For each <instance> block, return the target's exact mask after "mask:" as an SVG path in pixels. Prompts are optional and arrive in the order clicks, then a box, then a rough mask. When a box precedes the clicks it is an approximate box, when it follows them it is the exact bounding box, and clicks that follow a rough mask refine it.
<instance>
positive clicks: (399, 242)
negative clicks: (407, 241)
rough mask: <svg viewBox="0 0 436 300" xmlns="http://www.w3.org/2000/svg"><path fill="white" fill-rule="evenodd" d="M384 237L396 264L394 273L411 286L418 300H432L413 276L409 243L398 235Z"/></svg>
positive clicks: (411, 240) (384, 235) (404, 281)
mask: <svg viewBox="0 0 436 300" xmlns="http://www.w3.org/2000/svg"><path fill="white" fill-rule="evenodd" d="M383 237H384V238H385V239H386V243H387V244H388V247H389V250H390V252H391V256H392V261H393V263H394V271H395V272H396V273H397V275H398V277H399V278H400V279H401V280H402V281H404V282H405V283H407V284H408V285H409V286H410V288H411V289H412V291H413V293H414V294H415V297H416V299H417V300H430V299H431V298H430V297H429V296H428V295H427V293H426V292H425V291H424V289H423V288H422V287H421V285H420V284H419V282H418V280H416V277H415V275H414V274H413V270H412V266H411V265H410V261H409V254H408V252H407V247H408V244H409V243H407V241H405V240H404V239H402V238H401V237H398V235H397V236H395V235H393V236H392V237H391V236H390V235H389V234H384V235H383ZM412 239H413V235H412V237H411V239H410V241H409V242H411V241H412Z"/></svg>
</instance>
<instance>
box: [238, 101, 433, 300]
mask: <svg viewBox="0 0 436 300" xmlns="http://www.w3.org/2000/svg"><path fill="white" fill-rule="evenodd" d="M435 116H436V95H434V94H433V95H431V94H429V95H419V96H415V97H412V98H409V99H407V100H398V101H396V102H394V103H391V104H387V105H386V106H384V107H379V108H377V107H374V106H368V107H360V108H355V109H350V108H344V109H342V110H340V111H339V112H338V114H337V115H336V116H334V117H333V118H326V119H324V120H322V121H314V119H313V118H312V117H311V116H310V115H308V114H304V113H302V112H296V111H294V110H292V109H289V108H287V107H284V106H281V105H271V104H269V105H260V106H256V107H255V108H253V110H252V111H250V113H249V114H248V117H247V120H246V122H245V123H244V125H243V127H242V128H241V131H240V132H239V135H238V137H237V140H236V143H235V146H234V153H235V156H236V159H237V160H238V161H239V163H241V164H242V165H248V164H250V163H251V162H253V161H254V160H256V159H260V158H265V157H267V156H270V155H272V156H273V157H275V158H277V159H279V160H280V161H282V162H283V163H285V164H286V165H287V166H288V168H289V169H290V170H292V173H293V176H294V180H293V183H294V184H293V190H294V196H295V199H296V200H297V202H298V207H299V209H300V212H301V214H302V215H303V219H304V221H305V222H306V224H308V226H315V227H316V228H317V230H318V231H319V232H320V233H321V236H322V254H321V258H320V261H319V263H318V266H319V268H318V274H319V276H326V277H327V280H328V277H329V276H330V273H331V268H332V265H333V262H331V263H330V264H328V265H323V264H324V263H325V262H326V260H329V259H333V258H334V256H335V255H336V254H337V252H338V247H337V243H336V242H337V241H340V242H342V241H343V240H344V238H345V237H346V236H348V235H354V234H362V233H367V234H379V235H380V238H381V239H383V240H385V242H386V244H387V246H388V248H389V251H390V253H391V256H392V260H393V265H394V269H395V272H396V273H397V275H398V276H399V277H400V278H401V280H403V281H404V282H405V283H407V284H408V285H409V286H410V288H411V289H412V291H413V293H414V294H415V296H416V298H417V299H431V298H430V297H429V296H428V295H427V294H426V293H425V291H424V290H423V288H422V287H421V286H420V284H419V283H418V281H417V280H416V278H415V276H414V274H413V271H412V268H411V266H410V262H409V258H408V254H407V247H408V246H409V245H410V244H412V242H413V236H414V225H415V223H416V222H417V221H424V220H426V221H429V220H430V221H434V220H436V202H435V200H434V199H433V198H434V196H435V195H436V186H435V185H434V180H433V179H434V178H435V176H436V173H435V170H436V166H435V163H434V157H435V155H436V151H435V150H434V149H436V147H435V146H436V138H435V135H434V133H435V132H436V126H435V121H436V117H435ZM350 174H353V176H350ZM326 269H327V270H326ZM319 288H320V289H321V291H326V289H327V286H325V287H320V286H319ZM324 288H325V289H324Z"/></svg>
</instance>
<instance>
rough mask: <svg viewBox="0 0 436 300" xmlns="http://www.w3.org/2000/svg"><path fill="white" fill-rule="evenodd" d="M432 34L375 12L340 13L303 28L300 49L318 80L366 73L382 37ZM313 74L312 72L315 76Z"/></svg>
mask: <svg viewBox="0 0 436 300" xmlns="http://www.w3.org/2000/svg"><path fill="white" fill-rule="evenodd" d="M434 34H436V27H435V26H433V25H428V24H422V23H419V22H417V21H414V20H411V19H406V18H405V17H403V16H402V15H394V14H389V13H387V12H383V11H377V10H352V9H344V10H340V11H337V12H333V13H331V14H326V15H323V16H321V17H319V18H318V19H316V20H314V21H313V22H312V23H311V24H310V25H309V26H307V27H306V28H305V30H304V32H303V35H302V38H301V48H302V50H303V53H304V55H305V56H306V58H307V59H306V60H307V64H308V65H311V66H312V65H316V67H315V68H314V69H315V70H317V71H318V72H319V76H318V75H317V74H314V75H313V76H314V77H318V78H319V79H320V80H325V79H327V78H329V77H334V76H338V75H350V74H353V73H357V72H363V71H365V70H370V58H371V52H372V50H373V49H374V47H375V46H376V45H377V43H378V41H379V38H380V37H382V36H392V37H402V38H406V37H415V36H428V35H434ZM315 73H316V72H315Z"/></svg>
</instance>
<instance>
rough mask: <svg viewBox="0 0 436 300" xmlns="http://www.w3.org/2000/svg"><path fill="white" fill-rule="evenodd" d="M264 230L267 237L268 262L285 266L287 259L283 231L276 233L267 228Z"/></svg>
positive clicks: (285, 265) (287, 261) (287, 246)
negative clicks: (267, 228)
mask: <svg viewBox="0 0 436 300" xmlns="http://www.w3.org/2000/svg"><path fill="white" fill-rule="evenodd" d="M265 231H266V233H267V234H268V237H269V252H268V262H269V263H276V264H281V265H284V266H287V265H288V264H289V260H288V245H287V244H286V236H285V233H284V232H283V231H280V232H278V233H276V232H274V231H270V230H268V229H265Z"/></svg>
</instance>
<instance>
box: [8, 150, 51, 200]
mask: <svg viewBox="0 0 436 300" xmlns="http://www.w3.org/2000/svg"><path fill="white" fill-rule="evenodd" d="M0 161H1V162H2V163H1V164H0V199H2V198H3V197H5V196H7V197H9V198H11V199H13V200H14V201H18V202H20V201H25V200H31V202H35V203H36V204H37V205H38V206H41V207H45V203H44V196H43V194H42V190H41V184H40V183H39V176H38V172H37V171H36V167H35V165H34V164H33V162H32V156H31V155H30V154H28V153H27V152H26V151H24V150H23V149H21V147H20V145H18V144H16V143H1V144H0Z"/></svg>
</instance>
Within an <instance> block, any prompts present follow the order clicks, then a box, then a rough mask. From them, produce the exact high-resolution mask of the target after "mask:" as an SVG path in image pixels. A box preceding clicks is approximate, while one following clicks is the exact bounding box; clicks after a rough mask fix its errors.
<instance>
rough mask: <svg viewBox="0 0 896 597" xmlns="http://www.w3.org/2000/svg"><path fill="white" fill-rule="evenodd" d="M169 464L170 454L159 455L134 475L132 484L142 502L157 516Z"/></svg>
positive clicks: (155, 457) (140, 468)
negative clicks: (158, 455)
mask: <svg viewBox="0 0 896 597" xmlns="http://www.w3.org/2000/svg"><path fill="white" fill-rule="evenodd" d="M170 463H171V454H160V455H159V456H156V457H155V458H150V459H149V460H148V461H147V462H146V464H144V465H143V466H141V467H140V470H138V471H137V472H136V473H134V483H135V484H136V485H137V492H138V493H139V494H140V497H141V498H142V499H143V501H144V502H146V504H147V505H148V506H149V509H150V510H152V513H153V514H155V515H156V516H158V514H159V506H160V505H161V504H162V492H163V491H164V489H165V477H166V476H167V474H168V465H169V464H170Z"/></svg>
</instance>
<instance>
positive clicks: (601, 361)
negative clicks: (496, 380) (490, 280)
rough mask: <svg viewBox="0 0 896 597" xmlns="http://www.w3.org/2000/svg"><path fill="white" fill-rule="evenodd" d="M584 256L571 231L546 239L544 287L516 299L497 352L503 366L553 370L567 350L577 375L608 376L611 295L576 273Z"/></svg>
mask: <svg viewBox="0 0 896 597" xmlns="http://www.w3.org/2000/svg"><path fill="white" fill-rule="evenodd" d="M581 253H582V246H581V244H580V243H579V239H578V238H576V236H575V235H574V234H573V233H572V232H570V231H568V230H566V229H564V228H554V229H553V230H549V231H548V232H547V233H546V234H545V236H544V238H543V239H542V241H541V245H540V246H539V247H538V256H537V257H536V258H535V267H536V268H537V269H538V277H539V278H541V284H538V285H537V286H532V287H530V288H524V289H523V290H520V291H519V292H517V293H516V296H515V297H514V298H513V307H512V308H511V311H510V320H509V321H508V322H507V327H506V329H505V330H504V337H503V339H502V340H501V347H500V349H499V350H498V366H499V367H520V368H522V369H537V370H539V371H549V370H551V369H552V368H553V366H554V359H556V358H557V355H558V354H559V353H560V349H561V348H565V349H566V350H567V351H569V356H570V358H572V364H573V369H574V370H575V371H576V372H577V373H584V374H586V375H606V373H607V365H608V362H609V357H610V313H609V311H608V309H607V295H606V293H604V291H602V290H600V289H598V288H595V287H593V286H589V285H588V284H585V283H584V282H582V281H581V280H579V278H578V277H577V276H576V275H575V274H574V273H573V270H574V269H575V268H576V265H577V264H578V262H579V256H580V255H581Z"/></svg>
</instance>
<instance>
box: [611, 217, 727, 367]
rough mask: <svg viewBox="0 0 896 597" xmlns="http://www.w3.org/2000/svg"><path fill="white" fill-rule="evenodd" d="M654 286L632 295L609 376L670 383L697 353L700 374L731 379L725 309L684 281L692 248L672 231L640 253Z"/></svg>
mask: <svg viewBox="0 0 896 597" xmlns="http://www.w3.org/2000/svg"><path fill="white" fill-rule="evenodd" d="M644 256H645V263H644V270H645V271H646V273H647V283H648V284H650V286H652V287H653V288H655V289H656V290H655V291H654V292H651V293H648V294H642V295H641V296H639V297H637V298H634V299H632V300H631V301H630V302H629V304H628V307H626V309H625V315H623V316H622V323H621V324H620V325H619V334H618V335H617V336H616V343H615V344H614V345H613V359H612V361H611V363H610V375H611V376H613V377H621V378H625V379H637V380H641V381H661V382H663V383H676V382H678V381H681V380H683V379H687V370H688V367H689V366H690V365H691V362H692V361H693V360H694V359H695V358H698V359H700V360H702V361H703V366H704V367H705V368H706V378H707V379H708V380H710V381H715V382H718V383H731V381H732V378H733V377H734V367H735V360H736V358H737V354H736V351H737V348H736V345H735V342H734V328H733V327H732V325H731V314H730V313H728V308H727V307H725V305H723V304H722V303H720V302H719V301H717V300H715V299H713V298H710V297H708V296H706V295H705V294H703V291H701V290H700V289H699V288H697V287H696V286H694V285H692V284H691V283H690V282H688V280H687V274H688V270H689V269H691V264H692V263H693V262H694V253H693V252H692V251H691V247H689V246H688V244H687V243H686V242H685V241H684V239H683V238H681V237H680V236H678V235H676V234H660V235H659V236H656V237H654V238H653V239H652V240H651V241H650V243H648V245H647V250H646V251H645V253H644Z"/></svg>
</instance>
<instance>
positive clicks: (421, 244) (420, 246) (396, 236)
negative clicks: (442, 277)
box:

###

** WHAT IS BEING ASKED **
Reproduce the records above exactly, from the first line through the line containing "negative clicks: (407, 241)", and output nothing else.

** REPLY **
For each <instance> block, return the target's exact mask after "mask:" as an SVG path in pixels. Prompts are optional and arrive in the order clicks, then a box, then a rough mask. When a box precedes the clicks it is an approximate box, when it follows them it is the exact bounding box, and clicks that follow a rough mask refine it.
<instance>
positive clicks: (399, 242)
negative clicks: (407, 241)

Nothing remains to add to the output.